(Stored data entries)
-----
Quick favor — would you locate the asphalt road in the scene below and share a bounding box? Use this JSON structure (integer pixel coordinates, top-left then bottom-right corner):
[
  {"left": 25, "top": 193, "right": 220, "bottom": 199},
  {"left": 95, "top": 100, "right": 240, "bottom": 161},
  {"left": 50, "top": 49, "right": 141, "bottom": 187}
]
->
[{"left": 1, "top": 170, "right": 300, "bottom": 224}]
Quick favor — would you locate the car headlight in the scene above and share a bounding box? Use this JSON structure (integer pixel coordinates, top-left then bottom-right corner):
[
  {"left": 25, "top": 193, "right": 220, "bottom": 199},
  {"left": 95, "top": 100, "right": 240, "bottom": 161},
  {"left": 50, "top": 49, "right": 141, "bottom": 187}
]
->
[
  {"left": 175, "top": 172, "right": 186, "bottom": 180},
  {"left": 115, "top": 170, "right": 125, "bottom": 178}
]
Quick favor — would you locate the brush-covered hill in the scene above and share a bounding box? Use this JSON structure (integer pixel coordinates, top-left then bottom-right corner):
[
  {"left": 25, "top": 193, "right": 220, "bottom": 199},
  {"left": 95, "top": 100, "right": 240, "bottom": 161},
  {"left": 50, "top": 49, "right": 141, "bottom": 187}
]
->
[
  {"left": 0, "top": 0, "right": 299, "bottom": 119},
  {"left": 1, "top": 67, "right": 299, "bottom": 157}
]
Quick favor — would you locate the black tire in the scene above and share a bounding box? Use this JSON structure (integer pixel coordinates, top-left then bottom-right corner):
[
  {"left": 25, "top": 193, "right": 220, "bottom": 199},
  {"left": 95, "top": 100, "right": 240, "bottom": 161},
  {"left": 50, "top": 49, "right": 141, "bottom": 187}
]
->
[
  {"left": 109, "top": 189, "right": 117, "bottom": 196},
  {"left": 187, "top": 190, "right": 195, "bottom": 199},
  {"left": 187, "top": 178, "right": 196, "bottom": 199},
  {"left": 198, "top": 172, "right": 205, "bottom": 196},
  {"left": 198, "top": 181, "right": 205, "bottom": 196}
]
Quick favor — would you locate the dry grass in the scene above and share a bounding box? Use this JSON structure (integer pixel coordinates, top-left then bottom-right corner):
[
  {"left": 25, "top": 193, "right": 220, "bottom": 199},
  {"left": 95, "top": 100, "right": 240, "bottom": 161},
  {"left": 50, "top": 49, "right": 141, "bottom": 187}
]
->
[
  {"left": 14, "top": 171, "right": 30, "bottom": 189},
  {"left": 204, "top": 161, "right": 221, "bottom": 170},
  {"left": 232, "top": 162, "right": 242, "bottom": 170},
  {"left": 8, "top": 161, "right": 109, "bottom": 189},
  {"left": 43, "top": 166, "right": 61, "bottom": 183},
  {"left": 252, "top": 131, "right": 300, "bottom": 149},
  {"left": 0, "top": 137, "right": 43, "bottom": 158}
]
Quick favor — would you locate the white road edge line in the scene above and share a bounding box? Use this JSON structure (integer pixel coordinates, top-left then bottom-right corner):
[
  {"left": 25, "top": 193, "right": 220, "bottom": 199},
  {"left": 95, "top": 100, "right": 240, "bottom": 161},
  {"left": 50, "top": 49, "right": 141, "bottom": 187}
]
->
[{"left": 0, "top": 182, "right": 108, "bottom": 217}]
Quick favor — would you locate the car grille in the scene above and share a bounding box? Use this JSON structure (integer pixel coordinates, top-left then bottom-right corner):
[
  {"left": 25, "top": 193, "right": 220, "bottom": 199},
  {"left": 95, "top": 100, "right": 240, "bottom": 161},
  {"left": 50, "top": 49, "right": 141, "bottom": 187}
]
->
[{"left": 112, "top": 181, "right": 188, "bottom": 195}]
-----
WORK TO COMPLETE
Go through the records and repeat each one exactly as written.

SOLUTION FOR THIS TASK
Quick favor — would you locate the asphalt road in the scene below and share a bounding box? Use this JSON structure (integer pixel coordinates, top-left then bottom-right corner):
[
  {"left": 25, "top": 193, "right": 220, "bottom": 199},
  {"left": 95, "top": 100, "right": 240, "bottom": 161},
  {"left": 50, "top": 49, "right": 141, "bottom": 187}
]
->
[{"left": 1, "top": 170, "right": 300, "bottom": 224}]
Quick favor — would you locate the car headlight in the scene above and share a bounding box? Use this JSON structure (integer pixel coordinates, top-left then bottom-right corner):
[
  {"left": 25, "top": 193, "right": 220, "bottom": 199},
  {"left": 95, "top": 100, "right": 240, "bottom": 161},
  {"left": 50, "top": 49, "right": 141, "bottom": 187}
]
->
[
  {"left": 175, "top": 172, "right": 186, "bottom": 180},
  {"left": 115, "top": 170, "right": 125, "bottom": 178}
]
Quick favor — would you locate the brush-covered hill in the scene above and share a bounding box? Use this JSON structure (integer pixel coordinates, top-left then bottom-right corner):
[
  {"left": 25, "top": 193, "right": 220, "bottom": 199},
  {"left": 95, "top": 100, "right": 240, "bottom": 161},
  {"left": 50, "top": 49, "right": 141, "bottom": 187}
]
->
[
  {"left": 0, "top": 0, "right": 299, "bottom": 119},
  {"left": 1, "top": 67, "right": 299, "bottom": 157}
]
Quick favor — would you locate the black tire in the scene above and share a bounding box? Use this JSON structure (integer pixel coordinates, top-left then bottom-right corner):
[
  {"left": 25, "top": 193, "right": 220, "bottom": 199},
  {"left": 95, "top": 100, "right": 240, "bottom": 161},
  {"left": 50, "top": 49, "right": 141, "bottom": 187}
]
->
[
  {"left": 109, "top": 189, "right": 117, "bottom": 196},
  {"left": 187, "top": 190, "right": 195, "bottom": 199},
  {"left": 187, "top": 178, "right": 196, "bottom": 199},
  {"left": 198, "top": 172, "right": 205, "bottom": 196},
  {"left": 198, "top": 181, "right": 205, "bottom": 196}
]
Quick favor — would you locate the dry grass in the scene above and share a bounding box? Use this JSON structure (integer pixel coordinates, top-left then bottom-right corner):
[
  {"left": 25, "top": 193, "right": 220, "bottom": 199},
  {"left": 95, "top": 100, "right": 240, "bottom": 161},
  {"left": 50, "top": 49, "right": 141, "bottom": 187}
]
->
[
  {"left": 14, "top": 171, "right": 30, "bottom": 189},
  {"left": 204, "top": 161, "right": 221, "bottom": 170},
  {"left": 232, "top": 162, "right": 242, "bottom": 170},
  {"left": 8, "top": 161, "right": 109, "bottom": 189},
  {"left": 43, "top": 166, "right": 61, "bottom": 183},
  {"left": 252, "top": 131, "right": 300, "bottom": 149},
  {"left": 0, "top": 137, "right": 43, "bottom": 158}
]
Quick favor — would you locate the white road edge line in the scene above and share a bounding box? Use this JSON structure (integer pixel coordinates, top-left then bottom-right corner):
[
  {"left": 25, "top": 193, "right": 220, "bottom": 199},
  {"left": 95, "top": 100, "right": 240, "bottom": 161},
  {"left": 50, "top": 49, "right": 141, "bottom": 187}
]
->
[{"left": 0, "top": 182, "right": 108, "bottom": 217}]
Quick favor — would you locate the car grille in the scene above and share a bounding box? Use this JSON structure (integer pixel coordinates, top-left then bottom-right corner):
[
  {"left": 25, "top": 193, "right": 220, "bottom": 199},
  {"left": 95, "top": 100, "right": 240, "bottom": 161},
  {"left": 50, "top": 49, "right": 141, "bottom": 187}
]
->
[{"left": 112, "top": 181, "right": 188, "bottom": 195}]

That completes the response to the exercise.